Using the data below, output the first line and every line after it up to and including the line containing "Task: locate the decorative", exactly as written and with nothing added.

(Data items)
____

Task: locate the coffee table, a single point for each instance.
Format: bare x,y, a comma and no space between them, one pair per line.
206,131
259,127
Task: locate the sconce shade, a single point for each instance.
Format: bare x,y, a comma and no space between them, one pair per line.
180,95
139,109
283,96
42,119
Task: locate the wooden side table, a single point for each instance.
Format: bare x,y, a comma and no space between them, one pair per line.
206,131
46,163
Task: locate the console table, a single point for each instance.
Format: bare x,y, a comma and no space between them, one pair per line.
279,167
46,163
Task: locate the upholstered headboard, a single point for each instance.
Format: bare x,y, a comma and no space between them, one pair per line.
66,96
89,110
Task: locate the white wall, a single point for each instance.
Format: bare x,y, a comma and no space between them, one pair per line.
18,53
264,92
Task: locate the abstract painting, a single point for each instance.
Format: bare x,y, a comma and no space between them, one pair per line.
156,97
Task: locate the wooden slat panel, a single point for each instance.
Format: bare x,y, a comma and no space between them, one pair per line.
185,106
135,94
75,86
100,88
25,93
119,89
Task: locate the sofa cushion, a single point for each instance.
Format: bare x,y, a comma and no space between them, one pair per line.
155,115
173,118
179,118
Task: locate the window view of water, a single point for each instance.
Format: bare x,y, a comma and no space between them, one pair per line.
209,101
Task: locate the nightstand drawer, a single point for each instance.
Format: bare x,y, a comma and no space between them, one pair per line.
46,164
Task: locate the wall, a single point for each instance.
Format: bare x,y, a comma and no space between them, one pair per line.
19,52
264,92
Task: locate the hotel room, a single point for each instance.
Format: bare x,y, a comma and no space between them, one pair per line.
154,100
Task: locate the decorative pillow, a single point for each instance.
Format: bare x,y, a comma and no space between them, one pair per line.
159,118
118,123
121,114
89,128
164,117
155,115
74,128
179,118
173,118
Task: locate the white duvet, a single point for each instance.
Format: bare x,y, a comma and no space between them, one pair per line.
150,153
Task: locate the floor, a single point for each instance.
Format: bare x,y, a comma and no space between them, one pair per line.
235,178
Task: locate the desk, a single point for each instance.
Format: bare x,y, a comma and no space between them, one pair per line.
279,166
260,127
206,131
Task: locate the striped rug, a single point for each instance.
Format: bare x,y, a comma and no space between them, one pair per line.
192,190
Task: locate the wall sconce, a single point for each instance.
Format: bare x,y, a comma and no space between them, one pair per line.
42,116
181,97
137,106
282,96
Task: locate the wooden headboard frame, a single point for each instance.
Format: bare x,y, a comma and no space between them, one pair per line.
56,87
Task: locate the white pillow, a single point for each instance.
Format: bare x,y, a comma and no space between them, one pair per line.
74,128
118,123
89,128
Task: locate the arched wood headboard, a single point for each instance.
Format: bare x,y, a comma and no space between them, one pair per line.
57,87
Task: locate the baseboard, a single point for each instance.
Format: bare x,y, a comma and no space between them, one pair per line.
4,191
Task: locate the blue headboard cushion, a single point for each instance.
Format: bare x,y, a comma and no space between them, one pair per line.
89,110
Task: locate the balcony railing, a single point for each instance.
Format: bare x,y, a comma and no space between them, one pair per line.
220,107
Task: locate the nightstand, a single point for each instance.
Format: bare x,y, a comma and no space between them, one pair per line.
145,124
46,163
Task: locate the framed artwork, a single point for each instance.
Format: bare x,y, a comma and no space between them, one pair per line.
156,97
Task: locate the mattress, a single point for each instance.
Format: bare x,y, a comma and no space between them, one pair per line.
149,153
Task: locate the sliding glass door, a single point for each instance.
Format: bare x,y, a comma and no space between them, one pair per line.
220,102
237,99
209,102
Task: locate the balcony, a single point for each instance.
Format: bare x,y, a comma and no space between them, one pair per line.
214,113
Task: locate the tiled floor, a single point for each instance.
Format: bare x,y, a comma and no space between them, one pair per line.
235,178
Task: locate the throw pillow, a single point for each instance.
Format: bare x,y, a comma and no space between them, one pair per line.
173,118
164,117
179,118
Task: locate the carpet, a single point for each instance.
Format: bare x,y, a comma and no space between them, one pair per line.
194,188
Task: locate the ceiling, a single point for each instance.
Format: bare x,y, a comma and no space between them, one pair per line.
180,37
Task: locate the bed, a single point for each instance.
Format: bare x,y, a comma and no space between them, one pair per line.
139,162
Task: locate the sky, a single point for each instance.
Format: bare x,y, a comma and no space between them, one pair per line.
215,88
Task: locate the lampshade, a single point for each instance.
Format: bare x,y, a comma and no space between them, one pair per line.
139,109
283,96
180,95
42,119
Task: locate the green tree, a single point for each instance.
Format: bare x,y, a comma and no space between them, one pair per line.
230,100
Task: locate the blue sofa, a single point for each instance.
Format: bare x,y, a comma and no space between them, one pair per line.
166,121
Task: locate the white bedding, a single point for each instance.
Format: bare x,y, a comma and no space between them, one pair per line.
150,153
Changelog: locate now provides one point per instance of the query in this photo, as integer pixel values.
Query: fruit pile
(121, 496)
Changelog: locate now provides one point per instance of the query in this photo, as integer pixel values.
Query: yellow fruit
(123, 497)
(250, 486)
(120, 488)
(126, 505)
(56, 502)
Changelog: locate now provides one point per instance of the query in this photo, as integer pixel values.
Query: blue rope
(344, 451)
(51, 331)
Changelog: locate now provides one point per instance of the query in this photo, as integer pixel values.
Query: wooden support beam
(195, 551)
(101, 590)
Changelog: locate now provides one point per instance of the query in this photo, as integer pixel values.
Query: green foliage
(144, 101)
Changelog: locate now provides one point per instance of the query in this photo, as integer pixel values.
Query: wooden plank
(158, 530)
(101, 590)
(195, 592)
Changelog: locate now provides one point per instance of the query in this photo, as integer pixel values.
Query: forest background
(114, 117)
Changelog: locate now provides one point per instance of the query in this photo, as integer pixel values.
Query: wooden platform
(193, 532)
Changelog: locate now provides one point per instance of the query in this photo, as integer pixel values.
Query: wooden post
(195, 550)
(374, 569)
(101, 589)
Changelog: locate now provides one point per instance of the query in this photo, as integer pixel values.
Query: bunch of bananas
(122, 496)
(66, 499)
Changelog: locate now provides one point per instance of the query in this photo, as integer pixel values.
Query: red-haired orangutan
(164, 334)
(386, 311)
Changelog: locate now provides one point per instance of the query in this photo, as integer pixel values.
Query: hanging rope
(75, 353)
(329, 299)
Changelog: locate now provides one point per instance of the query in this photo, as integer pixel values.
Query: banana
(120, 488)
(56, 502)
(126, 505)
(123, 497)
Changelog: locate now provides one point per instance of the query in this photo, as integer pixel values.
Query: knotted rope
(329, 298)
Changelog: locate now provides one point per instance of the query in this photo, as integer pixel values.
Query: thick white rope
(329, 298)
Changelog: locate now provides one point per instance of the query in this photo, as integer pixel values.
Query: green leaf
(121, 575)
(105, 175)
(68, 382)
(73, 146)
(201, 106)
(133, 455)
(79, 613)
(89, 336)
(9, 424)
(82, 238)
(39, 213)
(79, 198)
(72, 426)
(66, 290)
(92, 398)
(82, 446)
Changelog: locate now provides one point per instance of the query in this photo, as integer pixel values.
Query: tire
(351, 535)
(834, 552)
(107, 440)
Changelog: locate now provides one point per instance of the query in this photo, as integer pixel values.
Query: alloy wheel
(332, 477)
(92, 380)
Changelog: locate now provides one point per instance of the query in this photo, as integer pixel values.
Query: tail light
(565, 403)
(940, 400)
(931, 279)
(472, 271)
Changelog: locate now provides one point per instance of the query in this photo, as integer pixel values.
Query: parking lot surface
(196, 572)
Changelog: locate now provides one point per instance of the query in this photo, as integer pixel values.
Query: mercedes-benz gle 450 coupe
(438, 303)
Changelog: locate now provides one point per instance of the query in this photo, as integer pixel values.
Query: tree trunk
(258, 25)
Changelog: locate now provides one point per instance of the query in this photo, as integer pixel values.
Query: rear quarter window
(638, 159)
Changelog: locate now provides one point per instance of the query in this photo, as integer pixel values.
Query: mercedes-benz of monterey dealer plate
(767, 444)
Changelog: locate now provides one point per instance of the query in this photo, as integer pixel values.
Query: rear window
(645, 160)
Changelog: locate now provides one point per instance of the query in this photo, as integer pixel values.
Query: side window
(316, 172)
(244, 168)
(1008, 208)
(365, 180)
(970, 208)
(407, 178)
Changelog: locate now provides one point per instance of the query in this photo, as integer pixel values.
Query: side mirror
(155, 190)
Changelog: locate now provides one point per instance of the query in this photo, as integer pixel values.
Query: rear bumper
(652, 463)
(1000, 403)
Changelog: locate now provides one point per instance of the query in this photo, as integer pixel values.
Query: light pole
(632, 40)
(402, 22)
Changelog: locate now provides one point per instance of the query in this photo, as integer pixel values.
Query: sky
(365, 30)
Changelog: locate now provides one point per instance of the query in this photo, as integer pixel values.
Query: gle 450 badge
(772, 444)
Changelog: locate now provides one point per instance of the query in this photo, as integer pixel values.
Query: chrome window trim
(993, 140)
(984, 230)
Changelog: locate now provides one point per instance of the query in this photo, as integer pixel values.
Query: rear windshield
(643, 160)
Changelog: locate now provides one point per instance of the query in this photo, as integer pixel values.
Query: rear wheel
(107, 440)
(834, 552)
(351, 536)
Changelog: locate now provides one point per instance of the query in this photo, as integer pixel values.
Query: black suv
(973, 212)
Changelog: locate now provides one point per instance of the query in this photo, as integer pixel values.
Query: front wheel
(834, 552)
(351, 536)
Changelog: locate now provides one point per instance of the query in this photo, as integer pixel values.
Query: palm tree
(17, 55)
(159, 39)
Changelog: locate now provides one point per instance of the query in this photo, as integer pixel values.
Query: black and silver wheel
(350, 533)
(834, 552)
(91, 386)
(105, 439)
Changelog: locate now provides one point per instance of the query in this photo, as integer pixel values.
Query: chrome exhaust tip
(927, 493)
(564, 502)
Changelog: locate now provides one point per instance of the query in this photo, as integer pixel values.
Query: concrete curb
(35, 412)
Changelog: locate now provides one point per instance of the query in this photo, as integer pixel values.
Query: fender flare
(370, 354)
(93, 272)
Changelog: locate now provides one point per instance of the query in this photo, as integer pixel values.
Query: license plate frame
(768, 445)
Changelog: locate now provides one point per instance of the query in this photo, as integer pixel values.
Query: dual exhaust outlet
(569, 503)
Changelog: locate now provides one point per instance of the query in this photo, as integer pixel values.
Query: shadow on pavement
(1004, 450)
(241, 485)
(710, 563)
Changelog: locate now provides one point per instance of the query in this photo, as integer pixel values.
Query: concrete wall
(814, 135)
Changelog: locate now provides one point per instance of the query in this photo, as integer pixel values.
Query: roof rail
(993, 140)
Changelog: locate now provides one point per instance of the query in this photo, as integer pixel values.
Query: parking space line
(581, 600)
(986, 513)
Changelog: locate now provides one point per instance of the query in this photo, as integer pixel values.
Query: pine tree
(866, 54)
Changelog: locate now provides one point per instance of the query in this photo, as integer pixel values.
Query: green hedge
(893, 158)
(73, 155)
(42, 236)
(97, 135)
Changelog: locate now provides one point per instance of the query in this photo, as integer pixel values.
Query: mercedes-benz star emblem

____

OUTPUT BELOW:
Task: locate the coffee table, a single point for each instance.
Format: bare x,y, a comma and no space between them, one pair per line.
206,131
259,127
Task: locate the sconce shade, a single point for each instance.
Format: bare x,y, a comma and no space between them, one pair per line.
180,95
139,109
283,96
42,119
Task: locate the wooden side table, a single point for each instance.
Format: bare x,y, a comma and no space between them, one pair per line.
206,131
46,163
Task: locate the console table, a single point for each instance.
Format: bare x,y, a comma and no space between them, one pair per line.
279,167
46,163
Task: locate the upholstered headboard, a single point for each instance.
Format: bare x,y, a comma and no space between them, one pair per line.
66,96
89,110
Task: locate the white wall, a single point for each instance.
Format: bare x,y, a comma and no space between them, one pair per line.
18,53
264,92
Task: locate the abstract painting, a single point for each instance.
Format: bare x,y, a comma and no space between them, one pair per line.
156,97
Task: locate the wooden slat panel, a single point for each instance.
Format: bare x,y, a comma and no space between them, one pair per line.
185,106
135,94
75,86
100,88
25,93
119,89
Task: locate the sofa cushion, a single point for each instance.
Format: bare x,y, a comma and no space between them, one pair per line.
155,115
173,118
179,118
Task: locate the window view of water, a single point for each instance.
Format: bare x,y, a comma and no space between them, one pair per line.
209,101
Task: locate the nightstand drawer, a single point for each instance.
Format: bare x,y, a comma and no space between them, one pair per line.
46,164
Task: locate the wall, a single point for each instance.
Format: bare x,y, a comma and no space between them, one pair per line.
19,52
264,92
Task: locate the hotel room, a single point for each instance.
Format: bare x,y, a comma and no space between them, one pair per line.
154,100
Task: locate the decorative pillow, a single point for each instance.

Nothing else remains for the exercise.